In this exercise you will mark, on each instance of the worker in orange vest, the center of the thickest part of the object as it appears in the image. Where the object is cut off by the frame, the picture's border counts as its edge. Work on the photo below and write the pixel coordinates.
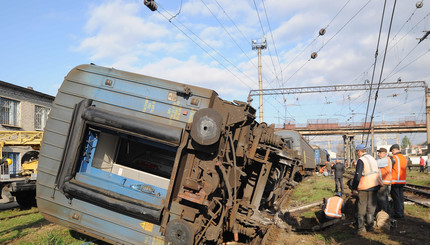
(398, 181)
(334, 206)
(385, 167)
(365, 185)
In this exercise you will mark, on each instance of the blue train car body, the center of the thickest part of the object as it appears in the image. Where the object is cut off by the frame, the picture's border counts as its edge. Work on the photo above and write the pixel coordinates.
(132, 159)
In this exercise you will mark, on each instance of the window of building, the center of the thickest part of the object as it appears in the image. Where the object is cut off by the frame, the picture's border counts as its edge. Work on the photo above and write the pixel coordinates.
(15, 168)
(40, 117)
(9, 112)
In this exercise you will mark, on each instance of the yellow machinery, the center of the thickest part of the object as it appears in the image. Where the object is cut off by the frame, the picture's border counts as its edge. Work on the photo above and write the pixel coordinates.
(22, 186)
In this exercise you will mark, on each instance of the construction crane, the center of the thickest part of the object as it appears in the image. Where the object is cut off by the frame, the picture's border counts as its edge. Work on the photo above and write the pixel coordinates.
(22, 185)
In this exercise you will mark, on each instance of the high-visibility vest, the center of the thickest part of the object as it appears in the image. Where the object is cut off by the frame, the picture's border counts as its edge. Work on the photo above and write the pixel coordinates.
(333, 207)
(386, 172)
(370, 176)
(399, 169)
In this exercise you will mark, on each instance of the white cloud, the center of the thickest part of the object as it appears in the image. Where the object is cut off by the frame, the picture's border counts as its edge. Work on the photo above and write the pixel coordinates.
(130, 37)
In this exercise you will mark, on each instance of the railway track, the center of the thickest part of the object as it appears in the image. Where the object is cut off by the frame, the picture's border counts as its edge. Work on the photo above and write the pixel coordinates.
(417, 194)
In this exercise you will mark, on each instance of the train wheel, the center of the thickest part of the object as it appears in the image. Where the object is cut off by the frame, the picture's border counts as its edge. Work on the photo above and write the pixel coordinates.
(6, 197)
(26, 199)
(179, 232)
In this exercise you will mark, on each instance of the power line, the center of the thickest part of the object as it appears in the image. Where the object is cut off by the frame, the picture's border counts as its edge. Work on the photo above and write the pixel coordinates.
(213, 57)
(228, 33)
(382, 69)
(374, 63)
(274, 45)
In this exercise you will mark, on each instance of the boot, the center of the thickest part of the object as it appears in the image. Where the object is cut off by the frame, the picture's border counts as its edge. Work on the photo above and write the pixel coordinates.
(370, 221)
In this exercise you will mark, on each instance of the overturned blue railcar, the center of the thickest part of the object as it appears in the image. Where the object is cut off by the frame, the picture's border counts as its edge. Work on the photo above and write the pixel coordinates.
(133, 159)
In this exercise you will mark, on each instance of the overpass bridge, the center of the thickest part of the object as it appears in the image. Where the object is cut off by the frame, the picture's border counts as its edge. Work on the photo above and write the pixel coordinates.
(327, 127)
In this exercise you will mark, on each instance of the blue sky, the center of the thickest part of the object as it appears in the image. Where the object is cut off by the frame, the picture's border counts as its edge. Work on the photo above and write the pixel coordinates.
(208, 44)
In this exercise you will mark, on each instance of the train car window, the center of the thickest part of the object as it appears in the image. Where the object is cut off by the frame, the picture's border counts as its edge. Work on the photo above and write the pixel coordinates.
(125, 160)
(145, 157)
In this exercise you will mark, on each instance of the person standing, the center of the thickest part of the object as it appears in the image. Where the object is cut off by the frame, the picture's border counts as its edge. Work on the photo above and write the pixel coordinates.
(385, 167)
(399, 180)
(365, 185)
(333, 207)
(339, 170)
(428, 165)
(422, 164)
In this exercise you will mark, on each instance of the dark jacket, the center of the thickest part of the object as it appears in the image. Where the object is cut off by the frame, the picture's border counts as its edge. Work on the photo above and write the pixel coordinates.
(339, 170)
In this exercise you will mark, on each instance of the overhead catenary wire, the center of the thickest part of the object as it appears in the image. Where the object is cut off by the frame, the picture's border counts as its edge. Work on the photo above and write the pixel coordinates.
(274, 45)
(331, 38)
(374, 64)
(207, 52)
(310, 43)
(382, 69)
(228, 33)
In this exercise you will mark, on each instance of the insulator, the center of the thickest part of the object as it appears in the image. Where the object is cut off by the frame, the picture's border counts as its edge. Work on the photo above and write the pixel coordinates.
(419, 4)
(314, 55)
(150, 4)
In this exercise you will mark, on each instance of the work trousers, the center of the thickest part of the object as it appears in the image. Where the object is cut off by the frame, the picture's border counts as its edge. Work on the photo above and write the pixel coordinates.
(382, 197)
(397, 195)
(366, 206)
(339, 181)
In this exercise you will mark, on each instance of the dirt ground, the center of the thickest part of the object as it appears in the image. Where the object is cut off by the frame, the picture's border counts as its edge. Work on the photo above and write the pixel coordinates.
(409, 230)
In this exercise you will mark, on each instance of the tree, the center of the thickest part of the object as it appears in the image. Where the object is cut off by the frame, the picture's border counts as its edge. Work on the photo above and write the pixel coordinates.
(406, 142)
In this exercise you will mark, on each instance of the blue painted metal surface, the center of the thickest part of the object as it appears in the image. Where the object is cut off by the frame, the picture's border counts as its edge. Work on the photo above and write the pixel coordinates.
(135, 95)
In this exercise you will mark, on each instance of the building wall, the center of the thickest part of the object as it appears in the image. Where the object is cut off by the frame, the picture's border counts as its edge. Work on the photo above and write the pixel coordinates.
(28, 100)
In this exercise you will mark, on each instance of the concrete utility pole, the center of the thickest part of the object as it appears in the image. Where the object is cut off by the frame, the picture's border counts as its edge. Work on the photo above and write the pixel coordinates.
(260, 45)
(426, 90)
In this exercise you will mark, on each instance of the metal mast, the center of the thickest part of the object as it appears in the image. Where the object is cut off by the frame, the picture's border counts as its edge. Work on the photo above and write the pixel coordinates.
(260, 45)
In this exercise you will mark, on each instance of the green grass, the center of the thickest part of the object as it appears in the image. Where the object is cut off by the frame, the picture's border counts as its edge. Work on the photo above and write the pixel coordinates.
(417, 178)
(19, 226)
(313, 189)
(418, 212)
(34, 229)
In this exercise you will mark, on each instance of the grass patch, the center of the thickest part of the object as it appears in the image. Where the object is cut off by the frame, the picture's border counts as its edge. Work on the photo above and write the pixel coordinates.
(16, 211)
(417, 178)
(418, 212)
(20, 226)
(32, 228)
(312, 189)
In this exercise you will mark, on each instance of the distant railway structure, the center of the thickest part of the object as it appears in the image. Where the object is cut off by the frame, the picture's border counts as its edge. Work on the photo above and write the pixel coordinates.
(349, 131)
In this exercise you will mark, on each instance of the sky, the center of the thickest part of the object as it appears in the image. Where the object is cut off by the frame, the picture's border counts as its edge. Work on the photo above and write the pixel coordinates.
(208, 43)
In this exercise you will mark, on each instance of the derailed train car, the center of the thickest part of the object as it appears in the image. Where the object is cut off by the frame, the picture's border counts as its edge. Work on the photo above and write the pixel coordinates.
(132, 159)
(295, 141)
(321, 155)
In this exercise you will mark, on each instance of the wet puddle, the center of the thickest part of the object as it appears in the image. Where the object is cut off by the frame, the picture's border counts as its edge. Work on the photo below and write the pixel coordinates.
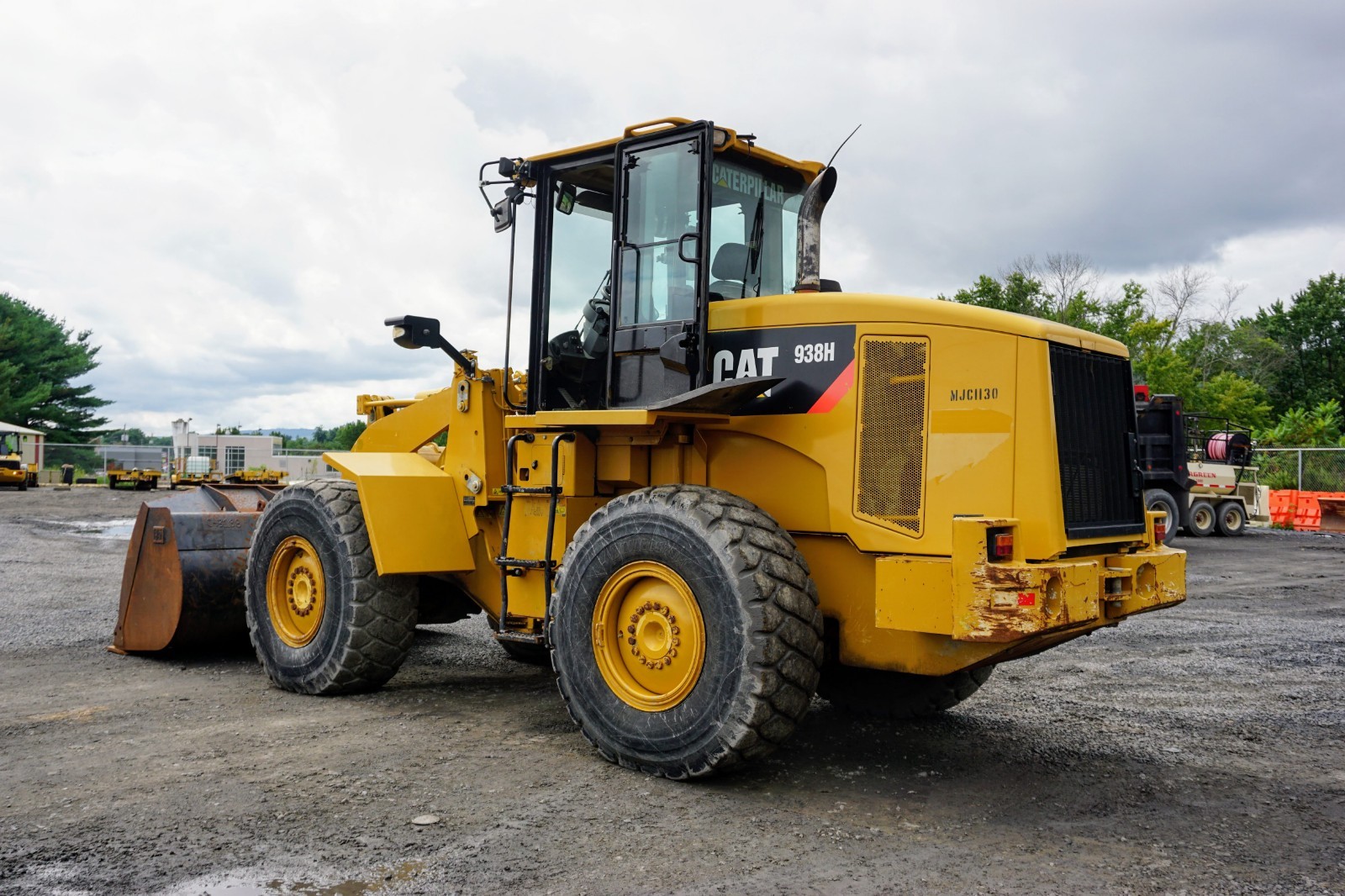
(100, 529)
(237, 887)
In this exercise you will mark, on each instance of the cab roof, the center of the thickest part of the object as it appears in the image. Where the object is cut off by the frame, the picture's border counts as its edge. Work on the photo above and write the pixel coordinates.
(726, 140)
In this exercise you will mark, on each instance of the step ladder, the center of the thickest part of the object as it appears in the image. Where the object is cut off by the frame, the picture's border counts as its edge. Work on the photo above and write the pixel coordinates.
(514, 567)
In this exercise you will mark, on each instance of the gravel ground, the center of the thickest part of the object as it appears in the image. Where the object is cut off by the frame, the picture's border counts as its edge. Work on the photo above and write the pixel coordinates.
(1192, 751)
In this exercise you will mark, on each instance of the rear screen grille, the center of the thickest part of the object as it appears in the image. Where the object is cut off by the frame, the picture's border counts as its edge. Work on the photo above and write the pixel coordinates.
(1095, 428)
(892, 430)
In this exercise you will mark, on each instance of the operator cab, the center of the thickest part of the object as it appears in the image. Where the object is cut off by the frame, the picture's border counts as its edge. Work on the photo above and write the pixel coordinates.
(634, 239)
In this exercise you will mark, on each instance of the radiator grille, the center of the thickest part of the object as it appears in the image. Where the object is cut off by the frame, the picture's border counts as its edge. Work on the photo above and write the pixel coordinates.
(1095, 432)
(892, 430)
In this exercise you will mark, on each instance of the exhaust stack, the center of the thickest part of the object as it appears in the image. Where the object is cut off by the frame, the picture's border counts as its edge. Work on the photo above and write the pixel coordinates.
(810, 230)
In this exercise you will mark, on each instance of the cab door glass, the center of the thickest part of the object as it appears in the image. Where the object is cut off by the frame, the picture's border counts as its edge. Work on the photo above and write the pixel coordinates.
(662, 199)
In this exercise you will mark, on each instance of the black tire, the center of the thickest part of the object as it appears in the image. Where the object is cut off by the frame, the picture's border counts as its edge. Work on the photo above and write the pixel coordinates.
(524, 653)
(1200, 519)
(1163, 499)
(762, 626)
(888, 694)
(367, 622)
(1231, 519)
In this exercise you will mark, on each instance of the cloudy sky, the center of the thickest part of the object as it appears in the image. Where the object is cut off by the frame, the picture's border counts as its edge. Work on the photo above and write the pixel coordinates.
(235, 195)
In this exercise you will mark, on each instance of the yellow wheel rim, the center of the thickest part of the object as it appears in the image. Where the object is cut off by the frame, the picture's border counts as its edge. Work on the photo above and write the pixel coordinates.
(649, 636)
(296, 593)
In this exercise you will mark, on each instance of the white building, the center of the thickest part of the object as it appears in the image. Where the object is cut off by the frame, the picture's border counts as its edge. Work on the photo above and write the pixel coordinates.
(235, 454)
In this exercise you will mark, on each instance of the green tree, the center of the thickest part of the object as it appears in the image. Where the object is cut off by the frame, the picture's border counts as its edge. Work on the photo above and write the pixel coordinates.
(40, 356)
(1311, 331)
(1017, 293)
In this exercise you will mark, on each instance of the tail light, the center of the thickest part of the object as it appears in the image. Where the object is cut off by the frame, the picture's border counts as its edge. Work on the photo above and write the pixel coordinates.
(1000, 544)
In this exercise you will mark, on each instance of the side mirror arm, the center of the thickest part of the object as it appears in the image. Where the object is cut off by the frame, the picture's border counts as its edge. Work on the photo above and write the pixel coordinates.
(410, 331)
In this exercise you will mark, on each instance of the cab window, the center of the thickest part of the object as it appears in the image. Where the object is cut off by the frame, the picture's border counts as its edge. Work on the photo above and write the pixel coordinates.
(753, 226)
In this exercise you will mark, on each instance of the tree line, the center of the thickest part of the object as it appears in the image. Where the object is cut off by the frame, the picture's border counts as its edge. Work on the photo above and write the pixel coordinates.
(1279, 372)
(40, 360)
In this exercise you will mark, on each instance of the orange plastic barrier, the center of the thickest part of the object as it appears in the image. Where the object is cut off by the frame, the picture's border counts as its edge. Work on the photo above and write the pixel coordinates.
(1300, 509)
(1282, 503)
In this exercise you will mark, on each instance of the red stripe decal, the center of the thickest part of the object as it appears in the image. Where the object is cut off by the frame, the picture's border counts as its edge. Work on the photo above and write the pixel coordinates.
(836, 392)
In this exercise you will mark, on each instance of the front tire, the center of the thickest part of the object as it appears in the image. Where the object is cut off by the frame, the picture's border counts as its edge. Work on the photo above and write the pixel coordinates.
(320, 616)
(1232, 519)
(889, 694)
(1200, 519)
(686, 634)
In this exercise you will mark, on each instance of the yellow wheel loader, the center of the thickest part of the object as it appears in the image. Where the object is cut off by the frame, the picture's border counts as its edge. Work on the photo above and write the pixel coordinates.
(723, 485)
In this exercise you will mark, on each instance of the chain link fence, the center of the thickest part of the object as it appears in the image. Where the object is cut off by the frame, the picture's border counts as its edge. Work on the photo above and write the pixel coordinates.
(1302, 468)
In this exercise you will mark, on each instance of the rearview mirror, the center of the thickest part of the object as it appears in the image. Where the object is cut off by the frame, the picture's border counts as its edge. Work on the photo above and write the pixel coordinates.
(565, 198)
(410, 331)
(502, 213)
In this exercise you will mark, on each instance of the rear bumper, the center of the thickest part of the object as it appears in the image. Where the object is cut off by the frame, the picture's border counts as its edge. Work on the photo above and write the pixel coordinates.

## [Task to complete]
Take the lines from the one containing "of the rearview" to the last line of the material above and write them out exactly.

## [Answer to the problem]
In this exercise you will mark, on each instance of the rearview mirror, the center of the thickest part of the object as it appears in the image. Where the object is cut off by the frame, the picture's border counts as its edge. Work on the photo above and write the pixel coordinates.
(565, 198)
(410, 331)
(502, 213)
In this exercise you will mark, on each instance of the rear bumper, the center of the thickest part of the object as it appears in the image. Where the object is cut off by the frame, the picture's border counts as its edge. Work on the photo above and write the pixel coordinates.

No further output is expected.